ASSIGNED TASK: Each entry should be duplicated exactly, with no line missing.

MATERIAL FOR THIS TASK:
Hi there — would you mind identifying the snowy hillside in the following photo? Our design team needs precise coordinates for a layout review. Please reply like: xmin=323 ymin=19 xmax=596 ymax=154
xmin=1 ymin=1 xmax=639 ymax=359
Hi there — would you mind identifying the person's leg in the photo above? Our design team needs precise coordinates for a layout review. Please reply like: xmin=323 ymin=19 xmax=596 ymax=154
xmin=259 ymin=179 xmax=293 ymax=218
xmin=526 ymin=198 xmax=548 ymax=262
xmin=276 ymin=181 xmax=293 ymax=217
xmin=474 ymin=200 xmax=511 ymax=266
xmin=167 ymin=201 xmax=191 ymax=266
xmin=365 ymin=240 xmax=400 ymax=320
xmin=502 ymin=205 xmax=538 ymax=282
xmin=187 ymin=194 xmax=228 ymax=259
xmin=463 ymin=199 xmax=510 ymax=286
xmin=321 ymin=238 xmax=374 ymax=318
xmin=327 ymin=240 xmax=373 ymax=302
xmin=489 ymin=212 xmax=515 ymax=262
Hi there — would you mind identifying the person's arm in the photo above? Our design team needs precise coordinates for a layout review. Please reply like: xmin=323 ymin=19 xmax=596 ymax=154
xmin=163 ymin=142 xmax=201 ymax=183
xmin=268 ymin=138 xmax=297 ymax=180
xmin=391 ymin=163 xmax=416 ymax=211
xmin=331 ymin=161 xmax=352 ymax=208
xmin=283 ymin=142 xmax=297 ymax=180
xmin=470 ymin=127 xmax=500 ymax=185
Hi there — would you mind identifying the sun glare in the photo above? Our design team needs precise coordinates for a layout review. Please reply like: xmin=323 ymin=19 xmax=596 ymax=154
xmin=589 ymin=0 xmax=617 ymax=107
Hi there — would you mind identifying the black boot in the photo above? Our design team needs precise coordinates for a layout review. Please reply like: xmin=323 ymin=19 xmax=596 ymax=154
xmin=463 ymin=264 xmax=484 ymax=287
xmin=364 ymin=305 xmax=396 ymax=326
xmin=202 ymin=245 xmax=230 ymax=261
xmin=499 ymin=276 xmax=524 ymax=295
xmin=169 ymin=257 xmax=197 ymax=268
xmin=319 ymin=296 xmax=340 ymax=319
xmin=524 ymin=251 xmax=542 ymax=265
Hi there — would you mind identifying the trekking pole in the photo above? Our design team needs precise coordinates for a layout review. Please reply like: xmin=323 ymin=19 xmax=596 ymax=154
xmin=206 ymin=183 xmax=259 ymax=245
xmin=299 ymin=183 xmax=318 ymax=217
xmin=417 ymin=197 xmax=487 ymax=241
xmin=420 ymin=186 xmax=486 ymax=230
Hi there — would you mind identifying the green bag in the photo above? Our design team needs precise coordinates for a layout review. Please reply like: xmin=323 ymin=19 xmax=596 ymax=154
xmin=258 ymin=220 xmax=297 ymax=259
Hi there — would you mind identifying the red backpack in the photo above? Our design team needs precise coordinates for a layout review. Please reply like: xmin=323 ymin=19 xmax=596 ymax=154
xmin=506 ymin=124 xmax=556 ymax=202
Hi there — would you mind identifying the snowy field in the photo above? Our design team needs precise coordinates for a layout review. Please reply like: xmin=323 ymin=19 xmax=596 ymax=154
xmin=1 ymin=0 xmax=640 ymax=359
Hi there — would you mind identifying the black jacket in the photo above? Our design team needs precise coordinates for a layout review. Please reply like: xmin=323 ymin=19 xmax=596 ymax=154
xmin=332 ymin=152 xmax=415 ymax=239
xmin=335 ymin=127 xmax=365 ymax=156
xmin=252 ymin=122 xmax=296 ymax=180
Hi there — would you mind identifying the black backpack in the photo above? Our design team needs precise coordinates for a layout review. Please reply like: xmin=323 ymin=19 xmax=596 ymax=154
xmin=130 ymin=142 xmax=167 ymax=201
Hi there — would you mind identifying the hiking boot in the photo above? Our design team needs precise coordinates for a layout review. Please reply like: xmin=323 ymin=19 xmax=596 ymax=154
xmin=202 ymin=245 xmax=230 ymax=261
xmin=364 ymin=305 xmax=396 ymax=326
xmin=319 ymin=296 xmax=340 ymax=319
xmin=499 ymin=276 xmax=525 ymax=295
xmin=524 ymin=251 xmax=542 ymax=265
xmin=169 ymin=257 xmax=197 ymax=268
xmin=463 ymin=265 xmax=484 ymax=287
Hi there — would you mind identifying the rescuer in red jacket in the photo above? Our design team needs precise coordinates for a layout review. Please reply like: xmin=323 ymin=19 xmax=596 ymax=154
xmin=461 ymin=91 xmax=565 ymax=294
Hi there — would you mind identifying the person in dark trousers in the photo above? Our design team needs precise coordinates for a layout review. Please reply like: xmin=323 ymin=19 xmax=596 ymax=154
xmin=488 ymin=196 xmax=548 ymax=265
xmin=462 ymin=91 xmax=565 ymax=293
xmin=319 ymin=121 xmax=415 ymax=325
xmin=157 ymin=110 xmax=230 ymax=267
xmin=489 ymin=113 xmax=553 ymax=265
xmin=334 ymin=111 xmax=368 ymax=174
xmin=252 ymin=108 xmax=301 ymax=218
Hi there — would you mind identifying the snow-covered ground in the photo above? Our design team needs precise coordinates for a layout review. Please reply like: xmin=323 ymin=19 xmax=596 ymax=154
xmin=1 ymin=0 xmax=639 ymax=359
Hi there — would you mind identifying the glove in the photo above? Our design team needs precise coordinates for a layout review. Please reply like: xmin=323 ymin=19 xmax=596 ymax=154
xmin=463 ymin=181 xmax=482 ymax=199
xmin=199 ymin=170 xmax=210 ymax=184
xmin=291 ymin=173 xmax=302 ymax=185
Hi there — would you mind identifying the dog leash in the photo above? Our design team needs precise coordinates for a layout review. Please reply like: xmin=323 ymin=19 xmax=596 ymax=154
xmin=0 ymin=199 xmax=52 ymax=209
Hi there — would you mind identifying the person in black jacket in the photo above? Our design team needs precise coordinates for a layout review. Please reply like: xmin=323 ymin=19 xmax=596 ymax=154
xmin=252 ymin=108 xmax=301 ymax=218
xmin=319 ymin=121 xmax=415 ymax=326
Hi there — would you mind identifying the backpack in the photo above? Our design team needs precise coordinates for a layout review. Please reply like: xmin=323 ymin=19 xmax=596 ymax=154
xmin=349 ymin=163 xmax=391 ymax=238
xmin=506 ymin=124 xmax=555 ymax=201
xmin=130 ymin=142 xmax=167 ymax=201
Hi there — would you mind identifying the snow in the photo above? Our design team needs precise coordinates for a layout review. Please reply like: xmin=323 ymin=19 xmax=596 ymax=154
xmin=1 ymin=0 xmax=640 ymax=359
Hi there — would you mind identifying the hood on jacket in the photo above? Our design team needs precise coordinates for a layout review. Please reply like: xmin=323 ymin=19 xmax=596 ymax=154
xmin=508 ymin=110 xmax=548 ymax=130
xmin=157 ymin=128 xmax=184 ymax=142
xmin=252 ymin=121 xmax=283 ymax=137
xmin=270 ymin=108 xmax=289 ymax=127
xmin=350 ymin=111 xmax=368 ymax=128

FINAL ANSWER:
Hi there — would you mind identifying the snowy hillside in the following photo? Our design team needs precise coordinates for a layout review. Please reply like: xmin=323 ymin=19 xmax=596 ymax=154
xmin=1 ymin=1 xmax=639 ymax=359
Hi there — would you mind identifying the person's leg in the photo above? Our design team needs precise coordinates for a layout review. Please reply like: xmin=323 ymin=19 xmax=596 ymax=154
xmin=259 ymin=179 xmax=293 ymax=218
xmin=526 ymin=198 xmax=548 ymax=262
xmin=276 ymin=181 xmax=293 ymax=217
xmin=474 ymin=200 xmax=511 ymax=266
xmin=167 ymin=201 xmax=191 ymax=266
xmin=365 ymin=240 xmax=400 ymax=320
xmin=502 ymin=205 xmax=538 ymax=282
xmin=187 ymin=194 xmax=228 ymax=259
xmin=463 ymin=199 xmax=510 ymax=286
xmin=321 ymin=238 xmax=374 ymax=318
xmin=327 ymin=240 xmax=373 ymax=302
xmin=489 ymin=212 xmax=515 ymax=262
Hi there — would you mind identifying the person's arm in the photo above? Our design team needs precise coordinates for a layout review. Please reply like: xmin=323 ymin=19 xmax=596 ymax=154
xmin=163 ymin=142 xmax=201 ymax=183
xmin=268 ymin=138 xmax=297 ymax=180
xmin=391 ymin=163 xmax=416 ymax=211
xmin=331 ymin=161 xmax=352 ymax=208
xmin=283 ymin=142 xmax=297 ymax=180
xmin=470 ymin=127 xmax=500 ymax=185
Hi there — would you mind identifying the sun glare in the photo above? Our design team needs precise coordinates for a layout review. Please reply like: xmin=323 ymin=19 xmax=596 ymax=154
xmin=589 ymin=0 xmax=617 ymax=107
Hi there — would you mind identifying the black boot in the photo above? Our design team needs precise coordinates for a layout review. Please reply like: xmin=323 ymin=19 xmax=596 ymax=154
xmin=463 ymin=264 xmax=484 ymax=287
xmin=364 ymin=305 xmax=396 ymax=326
xmin=202 ymin=245 xmax=230 ymax=261
xmin=499 ymin=276 xmax=524 ymax=295
xmin=169 ymin=257 xmax=197 ymax=268
xmin=319 ymin=296 xmax=340 ymax=319
xmin=524 ymin=251 xmax=542 ymax=265
Hi there — would you mind identifying the trekking pole in the photo above? Our design team needs precise coordinates for a layout review. Please reply like: xmin=323 ymin=19 xmax=596 ymax=154
xmin=206 ymin=183 xmax=259 ymax=245
xmin=299 ymin=183 xmax=318 ymax=217
xmin=417 ymin=197 xmax=487 ymax=241
xmin=420 ymin=186 xmax=486 ymax=230
Hi there — would you mind identifying the green bag in the photo above? Our design team needs precise coordinates for a layout review. Please reply like: xmin=323 ymin=19 xmax=596 ymax=154
xmin=258 ymin=220 xmax=297 ymax=259
Hi there — would you mind identifying the red backpack in the photo above? Our design team needs precise coordinates for a layout review. Please reply like: xmin=323 ymin=19 xmax=596 ymax=154
xmin=506 ymin=124 xmax=556 ymax=202
Hi there — would you mind identifying the snowy field in the photo above? Our design team needs precise coordinates for a layout review. Please reply like: xmin=323 ymin=19 xmax=596 ymax=154
xmin=1 ymin=0 xmax=640 ymax=359
Hi there — would you mind identifying the black jacket in the photo above? Our design team needs precise coordinates for a layout review. Please reply like: xmin=323 ymin=19 xmax=596 ymax=154
xmin=332 ymin=152 xmax=415 ymax=239
xmin=335 ymin=127 xmax=365 ymax=156
xmin=252 ymin=122 xmax=296 ymax=180
Hi there — would you mind identifying the black backpack in the photo above? Our design team needs precise coordinates for a layout review. Please reply like: xmin=323 ymin=19 xmax=596 ymax=154
xmin=130 ymin=142 xmax=167 ymax=201
Hi there — would you mind identifying the hiking boot in the photo above? Our design team needs precise coordinates for a layout review. Please reply like: xmin=323 ymin=19 xmax=596 ymax=154
xmin=202 ymin=245 xmax=230 ymax=261
xmin=364 ymin=305 xmax=396 ymax=326
xmin=319 ymin=296 xmax=340 ymax=319
xmin=499 ymin=276 xmax=525 ymax=295
xmin=524 ymin=251 xmax=542 ymax=265
xmin=169 ymin=257 xmax=197 ymax=268
xmin=463 ymin=265 xmax=484 ymax=287
Hi there — would you mind identifying the rescuer in red jacket in the photo above? Our design team needs precise coordinates for a layout review. Please reply like: xmin=323 ymin=19 xmax=596 ymax=154
xmin=461 ymin=91 xmax=565 ymax=294
Hi there — would you mind identifying the person in dark trousers in the photo above? Our design team needs precise coordinates for a layout review. Please reply like: xmin=323 ymin=19 xmax=596 ymax=154
xmin=488 ymin=196 xmax=548 ymax=265
xmin=462 ymin=91 xmax=565 ymax=293
xmin=319 ymin=121 xmax=415 ymax=325
xmin=157 ymin=110 xmax=230 ymax=267
xmin=489 ymin=113 xmax=553 ymax=265
xmin=334 ymin=111 xmax=368 ymax=174
xmin=252 ymin=108 xmax=301 ymax=218
Hi there — would you mind identifying the snow-covered ground in the photo above? Our design team needs precise coordinates for a layout review. Please reply like: xmin=323 ymin=19 xmax=596 ymax=154
xmin=1 ymin=0 xmax=639 ymax=359
Hi there — would you mind identifying the glove in the photo above? Our design team needs precise coordinates for a layout review. Please reply like: xmin=323 ymin=19 xmax=596 ymax=154
xmin=463 ymin=181 xmax=482 ymax=199
xmin=199 ymin=170 xmax=210 ymax=184
xmin=291 ymin=173 xmax=302 ymax=185
Hi there — would you mind identifying the dog leash in the photo above? Our design team needs precise coordinates for a layout review. Please reply like: xmin=323 ymin=19 xmax=596 ymax=154
xmin=0 ymin=199 xmax=52 ymax=209
Hi there — would you mind identifying the person in black jacket in the photo above? Our design team needs precise coordinates for a layout review. Please reply like: xmin=323 ymin=19 xmax=596 ymax=154
xmin=252 ymin=108 xmax=301 ymax=218
xmin=319 ymin=121 xmax=415 ymax=326
Hi there — would you mind identifying the backpack in the photo above? Our design team needs precise coordinates for a layout review. Please reply like: xmin=323 ymin=19 xmax=596 ymax=154
xmin=349 ymin=163 xmax=391 ymax=238
xmin=506 ymin=124 xmax=555 ymax=201
xmin=130 ymin=142 xmax=167 ymax=201
Hi there — would you mind identifying the snow in the photo above? Our design team needs precise coordinates for a layout review. Please reply like: xmin=323 ymin=19 xmax=596 ymax=154
xmin=1 ymin=0 xmax=640 ymax=359
Hi there — would you mind identifying the hood on jacket in the photo above? Our design team needs precise coordinates for a layout review. Please reply like: xmin=323 ymin=19 xmax=596 ymax=154
xmin=508 ymin=110 xmax=548 ymax=130
xmin=157 ymin=128 xmax=184 ymax=142
xmin=252 ymin=121 xmax=283 ymax=137
xmin=270 ymin=108 xmax=289 ymax=127
xmin=350 ymin=111 xmax=368 ymax=128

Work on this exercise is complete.